§ **ABOUT THIS TASK**
Each entry is to be reproduced verbatim, and images are to be omitted.

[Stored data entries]
● ● ●

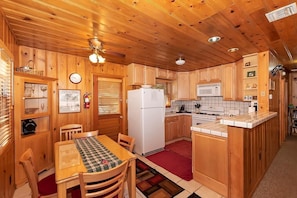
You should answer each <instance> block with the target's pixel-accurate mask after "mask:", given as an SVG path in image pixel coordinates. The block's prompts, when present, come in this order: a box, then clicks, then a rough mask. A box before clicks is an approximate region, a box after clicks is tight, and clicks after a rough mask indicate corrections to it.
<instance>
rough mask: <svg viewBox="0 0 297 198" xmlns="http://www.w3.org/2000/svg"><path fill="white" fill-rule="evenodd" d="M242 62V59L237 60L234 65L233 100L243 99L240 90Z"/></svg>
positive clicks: (240, 100) (242, 76)
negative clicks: (235, 76)
mask: <svg viewBox="0 0 297 198" xmlns="http://www.w3.org/2000/svg"><path fill="white" fill-rule="evenodd" d="M242 64H243V59H240V60H239V61H237V62H235V67H236V77H235V83H236V87H235V89H236V90H235V93H236V94H235V100H237V101H242V100H243V90H242V88H243V87H242V86H243V85H242V80H243V71H242Z"/></svg>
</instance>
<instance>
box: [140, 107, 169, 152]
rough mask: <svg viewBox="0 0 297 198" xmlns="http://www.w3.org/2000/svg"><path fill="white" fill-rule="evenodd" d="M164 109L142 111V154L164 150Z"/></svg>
mask: <svg viewBox="0 0 297 198" xmlns="http://www.w3.org/2000/svg"><path fill="white" fill-rule="evenodd" d="M164 116H165V115H164V109H163V108H150V109H143V111H142V119H143V130H142V132H143V134H142V137H143V140H142V141H143V142H142V146H143V148H142V154H143V155H146V154H147V153H149V152H152V151H155V150H159V149H164V147H165V125H164Z"/></svg>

● ● ●

§ **ANSWER**
You should answer each <instance> block with the target's pixel-accurate mask after "mask:", given as an SVG path in image pixel coordinates. The block's prompts, when present, come in this order: a box, then clicks, then a rough mask. A box before clicks is an approximate region, a box after clicks is tight, and clicks after a rough mask indicate corrections to it.
<instance>
rough mask: <svg viewBox="0 0 297 198" xmlns="http://www.w3.org/2000/svg"><path fill="white" fill-rule="evenodd" d="M242 62V59L237 60L234 65L233 100L243 99L240 90Z"/></svg>
positive clicks: (240, 100) (242, 76)
negative clicks: (235, 76)
mask: <svg viewBox="0 0 297 198" xmlns="http://www.w3.org/2000/svg"><path fill="white" fill-rule="evenodd" d="M242 64H243V59H240V60H239V61H237V62H235V67H236V77H235V83H236V87H235V89H236V90H235V93H236V94H235V100H237V101H242V100H243V90H242V88H243V87H242V86H243V85H242V80H243V71H242Z"/></svg>
</instance>
<instance>
box: [140, 107, 169, 152]
rough mask: <svg viewBox="0 0 297 198" xmlns="http://www.w3.org/2000/svg"><path fill="white" fill-rule="evenodd" d="M164 109L142 111V154L164 150Z"/></svg>
mask: <svg viewBox="0 0 297 198" xmlns="http://www.w3.org/2000/svg"><path fill="white" fill-rule="evenodd" d="M164 116H165V115H164V109H163V108H150V109H143V111H142V119H143V130H142V132H143V134H142V137H143V140H142V141H143V142H142V146H143V148H142V154H143V155H146V154H147V153H149V152H152V151H155V150H159V149H164V147H165V125H164Z"/></svg>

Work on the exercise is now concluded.